*ASSIGNED TASK*
Reproduce exactly the span of lines beginning at the one with "Query: cat's chin" and ending at the last line of the data below, omitting pictures.

*DATA SUPPLIED*
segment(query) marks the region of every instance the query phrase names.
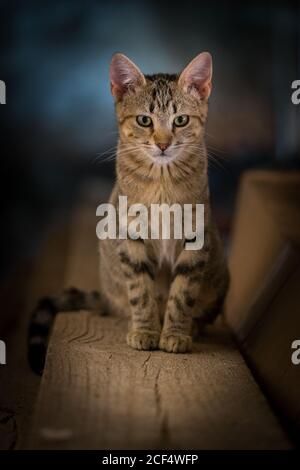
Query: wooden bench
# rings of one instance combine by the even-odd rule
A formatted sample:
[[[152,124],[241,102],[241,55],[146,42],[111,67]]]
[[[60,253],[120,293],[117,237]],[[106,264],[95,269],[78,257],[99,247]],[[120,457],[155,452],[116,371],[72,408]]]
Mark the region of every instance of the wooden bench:
[[[96,205],[72,222],[65,286],[99,287]],[[126,329],[113,315],[57,316],[26,448],[290,448],[221,322],[191,354],[132,350]]]
[[[227,322],[300,445],[300,172],[255,170],[240,183]]]

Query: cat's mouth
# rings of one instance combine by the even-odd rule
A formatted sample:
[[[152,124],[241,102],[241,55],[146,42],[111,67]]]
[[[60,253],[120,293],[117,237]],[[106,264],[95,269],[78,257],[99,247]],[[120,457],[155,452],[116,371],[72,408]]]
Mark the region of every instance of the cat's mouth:
[[[168,148],[167,150],[163,151],[149,152],[149,156],[154,163],[159,165],[167,165],[176,158],[176,153],[177,152],[174,148]]]
[[[152,160],[159,165],[166,165],[174,160],[174,155],[166,155],[165,153],[161,153],[155,157],[152,157]]]

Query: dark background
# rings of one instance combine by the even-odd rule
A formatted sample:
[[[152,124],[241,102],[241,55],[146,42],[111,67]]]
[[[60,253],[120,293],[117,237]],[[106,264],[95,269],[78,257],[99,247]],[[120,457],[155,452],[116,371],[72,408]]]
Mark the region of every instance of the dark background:
[[[214,59],[208,124],[217,221],[230,234],[237,182],[253,167],[299,168],[298,2],[2,1],[1,276],[36,252],[84,180],[112,184],[116,144],[108,67],[114,52],[145,73]]]

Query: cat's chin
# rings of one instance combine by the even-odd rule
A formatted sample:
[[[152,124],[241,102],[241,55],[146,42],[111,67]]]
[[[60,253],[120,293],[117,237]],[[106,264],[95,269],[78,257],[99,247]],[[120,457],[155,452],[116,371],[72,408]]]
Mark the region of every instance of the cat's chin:
[[[168,165],[175,160],[175,157],[171,155],[158,155],[157,157],[151,157],[151,160],[157,165]]]

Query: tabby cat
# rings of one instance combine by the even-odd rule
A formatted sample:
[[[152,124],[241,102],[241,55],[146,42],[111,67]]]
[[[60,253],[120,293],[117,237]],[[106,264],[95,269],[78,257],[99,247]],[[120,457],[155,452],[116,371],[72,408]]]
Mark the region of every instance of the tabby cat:
[[[57,297],[39,304],[30,329],[35,369],[43,365],[36,354],[38,349],[45,353],[50,327],[50,322],[45,327],[45,310],[52,322],[58,310],[69,308],[68,299],[72,309],[101,304],[113,313],[129,313],[129,346],[174,353],[190,351],[194,326],[213,322],[221,312],[229,276],[209,201],[205,123],[211,80],[207,52],[179,75],[144,75],[125,55],[113,56],[110,81],[119,141],[110,202],[116,210],[119,196],[127,196],[128,205],[147,208],[204,204],[204,246],[186,250],[184,238],[101,240],[100,297],[71,289],[63,301]]]

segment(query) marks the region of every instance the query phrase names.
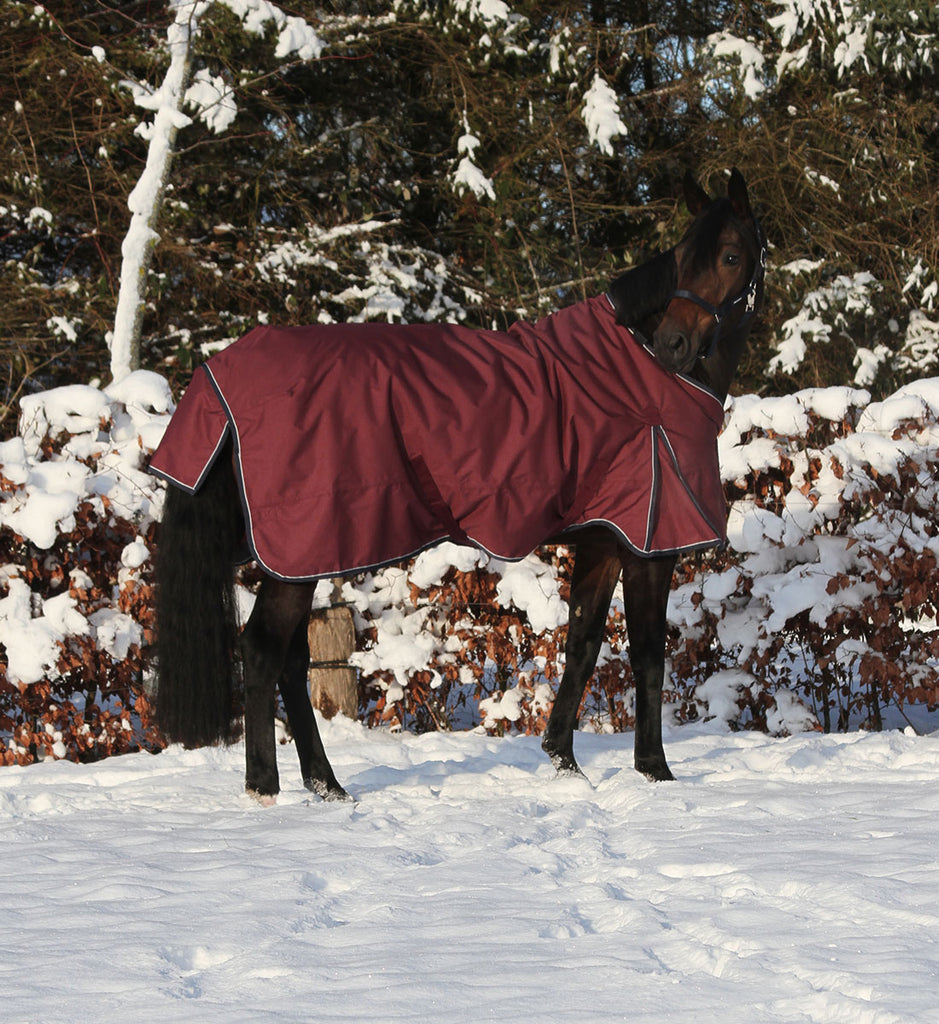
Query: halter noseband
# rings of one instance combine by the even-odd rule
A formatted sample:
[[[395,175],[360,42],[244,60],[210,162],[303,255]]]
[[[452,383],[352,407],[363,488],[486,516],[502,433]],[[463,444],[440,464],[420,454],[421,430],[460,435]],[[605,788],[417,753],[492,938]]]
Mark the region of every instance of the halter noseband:
[[[756,312],[756,296],[760,288],[760,283],[766,276],[766,236],[763,234],[763,228],[760,226],[760,222],[753,218],[753,223],[756,226],[756,238],[760,246],[760,256],[753,267],[753,275],[750,278],[750,283],[733,299],[725,299],[719,306],[712,305],[707,299],[702,299],[700,295],[695,295],[694,292],[689,292],[685,288],[677,288],[668,297],[666,306],[672,299],[690,299],[691,302],[697,303],[703,310],[710,313],[711,316],[717,321],[714,328],[714,336],[711,338],[711,344],[708,346],[707,352],[703,358],[709,359],[717,349],[717,343],[721,337],[721,324],[724,319],[734,311],[734,309],[740,305],[741,302],[746,303],[744,306],[743,316],[740,319],[741,324],[745,324],[750,317]],[[699,353],[699,358],[701,358]]]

*COMPLETED TASK*
Query: cat's chin
# rings of one instance combine by the even-odd rule
A formatted sample:
[[[152,124],[241,102],[241,55],[146,42],[111,67]]]
[[[60,253],[120,293],[117,237]],[[106,264],[95,269],[78,257],[99,247]],[[120,457],[155,452],[116,371],[72,408]]]
Mark the region of every instance of the cat's chin:
[[[168,165],[175,160],[175,157],[171,155],[158,155],[157,157],[151,157],[151,160],[157,165]]]

Query: tabby cat
# rings of one instance combine by the even-odd rule
A formatted sample:
[[[152,124],[241,102],[241,55],[146,42],[111,67]]]
[[[60,253],[120,293],[117,237]],[[106,264],[95,269],[78,257],[99,247]],[[120,457],[155,452],[116,371],[72,408]]]
Mark the region of every instance of the tabby cat:
[[[57,297],[39,304],[30,329],[35,369],[43,365],[36,354],[38,349],[45,353],[50,327],[50,322],[45,327],[45,310],[52,322],[58,310],[69,308],[68,299],[72,309],[101,304],[113,313],[129,313],[129,346],[174,353],[190,351],[194,326],[213,322],[221,312],[229,276],[209,201],[205,123],[211,80],[207,52],[179,75],[144,75],[125,55],[113,56],[110,81],[119,141],[110,202],[116,210],[119,196],[127,196],[128,205],[147,208],[204,204],[204,246],[186,250],[184,238],[101,240],[100,297],[71,289],[63,301]]]

segment(query) marks the region of every instance the query phrase names.
Query: halter noseband
# rings of one instance combine by the even-odd rule
A formatted sample:
[[[395,175],[360,42],[244,60],[210,162],[303,255]]]
[[[452,383],[352,407],[363,488],[486,516],[502,433]],[[463,444],[440,464],[420,454],[421,430],[460,435]],[[605,788],[417,753],[492,938]]]
Mark the region of every instance of the halter noseband:
[[[756,312],[756,296],[760,288],[760,283],[766,276],[766,236],[763,234],[763,228],[760,226],[760,222],[753,218],[753,223],[756,226],[756,238],[760,246],[760,256],[753,267],[753,275],[750,278],[750,283],[733,299],[725,299],[719,306],[712,305],[707,299],[702,299],[700,295],[695,295],[694,292],[689,292],[685,288],[677,288],[668,297],[666,306],[672,299],[690,299],[691,302],[697,303],[703,310],[710,313],[711,316],[717,321],[714,328],[714,336],[711,338],[711,344],[708,346],[707,352],[703,358],[709,359],[717,349],[717,343],[721,337],[721,324],[724,319],[734,311],[734,309],[740,305],[741,302],[746,303],[744,306],[743,316],[740,319],[741,324],[745,324],[750,317]],[[699,353],[699,358],[701,358]]]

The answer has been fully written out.